-- Start Exercise materials --

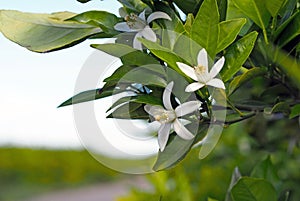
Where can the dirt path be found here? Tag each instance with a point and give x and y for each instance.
(100, 192)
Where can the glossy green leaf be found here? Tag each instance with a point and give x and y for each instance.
(266, 170)
(89, 95)
(256, 11)
(163, 53)
(274, 6)
(127, 54)
(283, 26)
(44, 32)
(295, 111)
(187, 6)
(134, 5)
(290, 32)
(129, 110)
(253, 189)
(237, 54)
(290, 65)
(189, 22)
(205, 28)
(238, 81)
(234, 12)
(229, 30)
(103, 19)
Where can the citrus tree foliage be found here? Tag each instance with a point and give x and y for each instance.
(175, 50)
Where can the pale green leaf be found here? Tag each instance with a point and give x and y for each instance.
(44, 32)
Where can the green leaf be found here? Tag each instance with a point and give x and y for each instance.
(103, 19)
(256, 11)
(266, 170)
(238, 81)
(295, 111)
(290, 65)
(253, 189)
(189, 22)
(283, 26)
(236, 175)
(174, 152)
(127, 54)
(163, 53)
(211, 199)
(228, 32)
(274, 6)
(205, 28)
(234, 12)
(44, 32)
(89, 95)
(143, 99)
(237, 54)
(129, 110)
(187, 6)
(290, 32)
(210, 141)
(136, 6)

-- End Exercise materials --

● **Problem to solve**: Copy only the lines from the one containing "Where can the citrus" through the last line, swapping each "instance" for "occurrence" and changing nothing else.

● **Problem solution**:
Where can the citrus tree foliage be found here? Tag each occurrence with a point and give x and y for each occurrence.
(175, 50)
Where can the pale green leaf be found here? Tag each occurrence with a point and give x and y for each occurrence.
(44, 32)
Where can the green leaf be found here? Tag each occurrence with a point and give x and y for each occurrence.
(103, 19)
(256, 11)
(266, 170)
(238, 81)
(295, 111)
(290, 65)
(253, 189)
(189, 22)
(283, 26)
(236, 175)
(174, 152)
(127, 54)
(163, 53)
(211, 199)
(228, 32)
(274, 6)
(205, 28)
(234, 12)
(44, 32)
(89, 95)
(143, 99)
(237, 54)
(129, 110)
(187, 6)
(290, 32)
(210, 141)
(136, 6)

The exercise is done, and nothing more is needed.